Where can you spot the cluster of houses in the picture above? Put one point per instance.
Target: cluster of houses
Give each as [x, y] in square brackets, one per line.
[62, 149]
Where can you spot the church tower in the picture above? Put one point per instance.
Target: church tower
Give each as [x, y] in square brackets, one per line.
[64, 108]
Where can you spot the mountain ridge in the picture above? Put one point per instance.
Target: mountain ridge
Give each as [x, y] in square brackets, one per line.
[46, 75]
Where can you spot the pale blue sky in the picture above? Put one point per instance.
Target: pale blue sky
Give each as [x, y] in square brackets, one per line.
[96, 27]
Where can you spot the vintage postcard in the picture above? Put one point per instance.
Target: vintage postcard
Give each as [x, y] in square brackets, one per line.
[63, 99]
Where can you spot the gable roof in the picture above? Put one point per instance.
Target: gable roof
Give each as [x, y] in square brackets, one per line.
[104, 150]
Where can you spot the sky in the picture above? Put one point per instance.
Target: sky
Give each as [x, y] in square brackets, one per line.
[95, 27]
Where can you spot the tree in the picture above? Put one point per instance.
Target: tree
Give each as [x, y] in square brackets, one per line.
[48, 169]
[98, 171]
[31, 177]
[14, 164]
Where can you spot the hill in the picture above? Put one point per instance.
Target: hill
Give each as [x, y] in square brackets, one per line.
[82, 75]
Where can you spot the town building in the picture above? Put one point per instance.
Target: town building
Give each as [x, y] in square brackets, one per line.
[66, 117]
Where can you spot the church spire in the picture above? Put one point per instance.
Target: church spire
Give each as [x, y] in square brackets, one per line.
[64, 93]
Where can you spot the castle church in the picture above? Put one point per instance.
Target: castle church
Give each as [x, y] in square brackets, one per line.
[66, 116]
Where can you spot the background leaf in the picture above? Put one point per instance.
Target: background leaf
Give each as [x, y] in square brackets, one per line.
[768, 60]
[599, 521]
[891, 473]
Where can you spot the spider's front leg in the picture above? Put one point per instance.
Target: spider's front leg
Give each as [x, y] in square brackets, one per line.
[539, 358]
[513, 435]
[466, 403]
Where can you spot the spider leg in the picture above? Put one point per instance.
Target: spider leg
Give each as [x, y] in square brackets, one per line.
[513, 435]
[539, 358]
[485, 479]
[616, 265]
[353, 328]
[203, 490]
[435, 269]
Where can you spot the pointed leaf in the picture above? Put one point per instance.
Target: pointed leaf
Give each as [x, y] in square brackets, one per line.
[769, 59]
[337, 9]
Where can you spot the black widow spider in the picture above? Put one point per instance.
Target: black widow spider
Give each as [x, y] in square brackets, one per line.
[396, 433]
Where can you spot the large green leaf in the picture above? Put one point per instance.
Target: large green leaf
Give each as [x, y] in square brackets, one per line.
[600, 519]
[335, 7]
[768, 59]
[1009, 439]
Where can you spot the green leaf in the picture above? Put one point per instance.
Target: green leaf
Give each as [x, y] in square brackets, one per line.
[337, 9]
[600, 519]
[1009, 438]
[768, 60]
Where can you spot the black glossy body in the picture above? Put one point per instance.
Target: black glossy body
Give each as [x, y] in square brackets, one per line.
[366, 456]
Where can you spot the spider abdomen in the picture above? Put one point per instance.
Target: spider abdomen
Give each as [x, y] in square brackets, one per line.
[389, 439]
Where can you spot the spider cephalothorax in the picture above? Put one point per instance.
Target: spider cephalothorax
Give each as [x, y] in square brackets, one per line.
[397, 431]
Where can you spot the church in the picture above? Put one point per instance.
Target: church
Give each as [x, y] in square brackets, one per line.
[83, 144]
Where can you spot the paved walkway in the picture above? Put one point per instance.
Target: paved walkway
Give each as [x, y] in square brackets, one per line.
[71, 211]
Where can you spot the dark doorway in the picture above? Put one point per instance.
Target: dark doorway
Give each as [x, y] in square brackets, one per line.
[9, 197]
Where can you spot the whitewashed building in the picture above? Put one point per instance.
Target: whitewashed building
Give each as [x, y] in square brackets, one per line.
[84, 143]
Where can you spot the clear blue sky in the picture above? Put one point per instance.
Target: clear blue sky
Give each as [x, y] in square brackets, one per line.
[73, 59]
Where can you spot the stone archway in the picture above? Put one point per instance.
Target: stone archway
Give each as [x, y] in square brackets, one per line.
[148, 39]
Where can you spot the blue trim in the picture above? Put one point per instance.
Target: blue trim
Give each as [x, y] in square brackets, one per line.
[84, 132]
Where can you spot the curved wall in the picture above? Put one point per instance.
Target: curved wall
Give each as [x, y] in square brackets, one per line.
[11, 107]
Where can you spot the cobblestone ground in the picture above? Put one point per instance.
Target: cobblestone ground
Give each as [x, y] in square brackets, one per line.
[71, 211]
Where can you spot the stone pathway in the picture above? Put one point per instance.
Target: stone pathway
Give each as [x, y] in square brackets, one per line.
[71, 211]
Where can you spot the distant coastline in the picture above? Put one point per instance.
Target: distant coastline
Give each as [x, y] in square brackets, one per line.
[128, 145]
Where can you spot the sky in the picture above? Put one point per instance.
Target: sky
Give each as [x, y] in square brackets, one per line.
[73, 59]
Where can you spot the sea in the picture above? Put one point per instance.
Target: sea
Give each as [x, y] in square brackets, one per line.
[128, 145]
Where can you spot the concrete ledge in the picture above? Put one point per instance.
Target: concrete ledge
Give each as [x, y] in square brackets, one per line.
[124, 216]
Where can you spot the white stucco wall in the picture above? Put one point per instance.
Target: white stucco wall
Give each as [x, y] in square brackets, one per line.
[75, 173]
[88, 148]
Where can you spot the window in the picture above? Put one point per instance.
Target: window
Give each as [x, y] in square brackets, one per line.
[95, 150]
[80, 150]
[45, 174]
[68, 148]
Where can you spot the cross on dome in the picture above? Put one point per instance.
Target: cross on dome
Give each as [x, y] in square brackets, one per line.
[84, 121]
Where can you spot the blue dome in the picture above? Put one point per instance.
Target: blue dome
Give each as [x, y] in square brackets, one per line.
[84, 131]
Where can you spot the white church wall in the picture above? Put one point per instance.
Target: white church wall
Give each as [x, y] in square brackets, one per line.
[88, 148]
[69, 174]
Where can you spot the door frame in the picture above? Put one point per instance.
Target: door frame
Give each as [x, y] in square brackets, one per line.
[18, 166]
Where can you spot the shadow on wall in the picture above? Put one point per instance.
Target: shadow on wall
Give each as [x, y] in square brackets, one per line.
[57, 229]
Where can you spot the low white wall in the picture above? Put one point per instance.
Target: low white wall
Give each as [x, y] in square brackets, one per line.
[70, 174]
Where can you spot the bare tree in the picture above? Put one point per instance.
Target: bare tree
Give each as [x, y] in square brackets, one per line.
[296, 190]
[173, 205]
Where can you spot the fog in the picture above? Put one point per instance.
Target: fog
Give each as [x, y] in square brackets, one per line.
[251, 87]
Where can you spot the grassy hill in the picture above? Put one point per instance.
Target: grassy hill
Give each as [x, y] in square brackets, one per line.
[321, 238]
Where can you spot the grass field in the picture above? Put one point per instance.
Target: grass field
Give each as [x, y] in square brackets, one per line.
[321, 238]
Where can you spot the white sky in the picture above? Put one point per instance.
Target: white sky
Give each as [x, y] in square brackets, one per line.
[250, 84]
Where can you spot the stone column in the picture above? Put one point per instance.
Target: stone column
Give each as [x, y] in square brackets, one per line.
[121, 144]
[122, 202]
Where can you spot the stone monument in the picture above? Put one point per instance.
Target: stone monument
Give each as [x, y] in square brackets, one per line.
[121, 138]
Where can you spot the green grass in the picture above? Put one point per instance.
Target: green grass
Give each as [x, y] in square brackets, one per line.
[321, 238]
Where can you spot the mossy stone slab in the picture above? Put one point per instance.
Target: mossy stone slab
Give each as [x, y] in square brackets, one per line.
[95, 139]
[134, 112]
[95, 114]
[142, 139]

++++++++++++++++++++

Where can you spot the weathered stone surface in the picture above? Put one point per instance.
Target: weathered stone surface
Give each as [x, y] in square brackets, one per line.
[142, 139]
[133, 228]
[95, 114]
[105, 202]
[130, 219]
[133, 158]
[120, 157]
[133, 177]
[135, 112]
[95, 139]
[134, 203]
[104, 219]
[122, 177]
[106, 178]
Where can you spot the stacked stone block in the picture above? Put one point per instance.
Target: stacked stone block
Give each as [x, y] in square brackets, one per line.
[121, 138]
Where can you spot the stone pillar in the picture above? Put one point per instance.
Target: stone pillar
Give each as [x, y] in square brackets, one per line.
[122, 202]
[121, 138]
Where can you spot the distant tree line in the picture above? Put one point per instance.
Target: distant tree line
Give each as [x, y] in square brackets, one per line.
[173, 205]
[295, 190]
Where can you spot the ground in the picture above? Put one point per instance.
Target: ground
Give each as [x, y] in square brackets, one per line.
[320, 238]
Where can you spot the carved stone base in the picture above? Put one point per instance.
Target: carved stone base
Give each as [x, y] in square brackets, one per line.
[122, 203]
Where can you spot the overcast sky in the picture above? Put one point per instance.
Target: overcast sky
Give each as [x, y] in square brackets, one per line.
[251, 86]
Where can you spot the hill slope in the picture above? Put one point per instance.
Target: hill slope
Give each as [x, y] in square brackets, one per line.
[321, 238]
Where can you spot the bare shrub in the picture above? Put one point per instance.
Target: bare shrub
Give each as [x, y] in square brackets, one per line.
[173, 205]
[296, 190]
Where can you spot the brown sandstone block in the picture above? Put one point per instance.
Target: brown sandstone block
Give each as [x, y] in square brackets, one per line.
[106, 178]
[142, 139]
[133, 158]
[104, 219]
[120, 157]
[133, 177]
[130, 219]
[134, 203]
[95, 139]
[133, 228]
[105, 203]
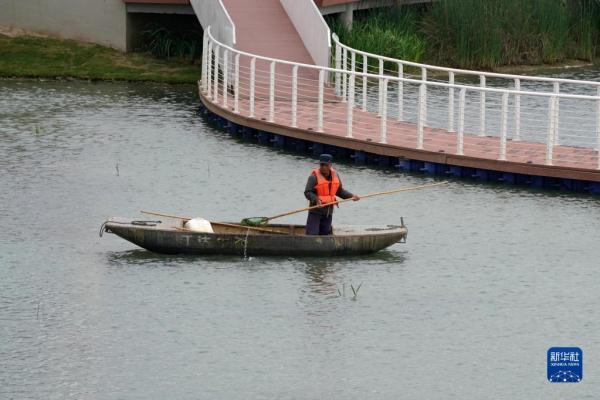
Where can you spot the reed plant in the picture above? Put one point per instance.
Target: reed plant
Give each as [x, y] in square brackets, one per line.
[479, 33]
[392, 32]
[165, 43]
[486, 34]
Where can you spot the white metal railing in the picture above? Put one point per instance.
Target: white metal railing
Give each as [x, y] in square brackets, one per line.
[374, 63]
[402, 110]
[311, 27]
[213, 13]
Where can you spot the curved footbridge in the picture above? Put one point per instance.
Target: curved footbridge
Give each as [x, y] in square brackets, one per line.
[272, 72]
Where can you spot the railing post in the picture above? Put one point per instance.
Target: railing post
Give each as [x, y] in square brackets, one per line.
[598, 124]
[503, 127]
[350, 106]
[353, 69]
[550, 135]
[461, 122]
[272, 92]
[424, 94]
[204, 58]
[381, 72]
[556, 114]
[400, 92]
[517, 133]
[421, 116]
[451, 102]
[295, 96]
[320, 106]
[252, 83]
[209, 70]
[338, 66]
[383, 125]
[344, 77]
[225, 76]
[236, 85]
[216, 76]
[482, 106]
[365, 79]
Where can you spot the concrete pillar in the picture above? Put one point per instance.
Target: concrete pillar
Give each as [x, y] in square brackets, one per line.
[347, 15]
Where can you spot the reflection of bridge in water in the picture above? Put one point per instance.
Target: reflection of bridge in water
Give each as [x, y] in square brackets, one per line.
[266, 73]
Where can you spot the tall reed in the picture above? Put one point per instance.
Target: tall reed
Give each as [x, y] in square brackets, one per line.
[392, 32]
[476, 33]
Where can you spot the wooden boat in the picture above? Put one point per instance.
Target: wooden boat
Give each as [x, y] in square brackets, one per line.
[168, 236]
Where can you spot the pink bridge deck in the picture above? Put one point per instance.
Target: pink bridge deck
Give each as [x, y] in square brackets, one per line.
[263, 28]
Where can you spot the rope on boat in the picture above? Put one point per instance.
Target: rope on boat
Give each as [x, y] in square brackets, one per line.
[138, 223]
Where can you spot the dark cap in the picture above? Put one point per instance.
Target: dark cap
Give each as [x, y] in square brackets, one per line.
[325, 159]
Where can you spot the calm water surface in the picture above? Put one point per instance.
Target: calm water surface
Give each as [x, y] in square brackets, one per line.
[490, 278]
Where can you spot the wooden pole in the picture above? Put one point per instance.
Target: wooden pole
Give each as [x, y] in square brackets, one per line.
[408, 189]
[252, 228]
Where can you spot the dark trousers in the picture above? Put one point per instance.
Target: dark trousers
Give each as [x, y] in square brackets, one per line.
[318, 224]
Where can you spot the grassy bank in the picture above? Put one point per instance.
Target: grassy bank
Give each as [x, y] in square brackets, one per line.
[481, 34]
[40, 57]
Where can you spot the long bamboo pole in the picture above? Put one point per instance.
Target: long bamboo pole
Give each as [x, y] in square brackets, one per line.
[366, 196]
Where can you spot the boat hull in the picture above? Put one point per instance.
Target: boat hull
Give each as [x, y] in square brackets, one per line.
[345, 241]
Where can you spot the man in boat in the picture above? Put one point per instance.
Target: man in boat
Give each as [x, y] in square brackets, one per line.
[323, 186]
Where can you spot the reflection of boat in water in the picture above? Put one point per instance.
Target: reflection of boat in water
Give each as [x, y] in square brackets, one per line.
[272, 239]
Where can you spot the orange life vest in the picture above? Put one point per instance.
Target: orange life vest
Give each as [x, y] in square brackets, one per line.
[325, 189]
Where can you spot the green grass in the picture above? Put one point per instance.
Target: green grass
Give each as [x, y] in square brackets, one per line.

++++++++++++++++++++

* Problem requirements
Identify every line in the records above that contains the word "concrete", and copy each of those lines in full. Case counts when matching.

* Full answer
Where can you spot the concrete ledge in the picture above? Put one point per instance.
Target: concrete ledge
Where can you spot the concrete pillar in the picture above? Put one point per instance.
Target: concrete pillar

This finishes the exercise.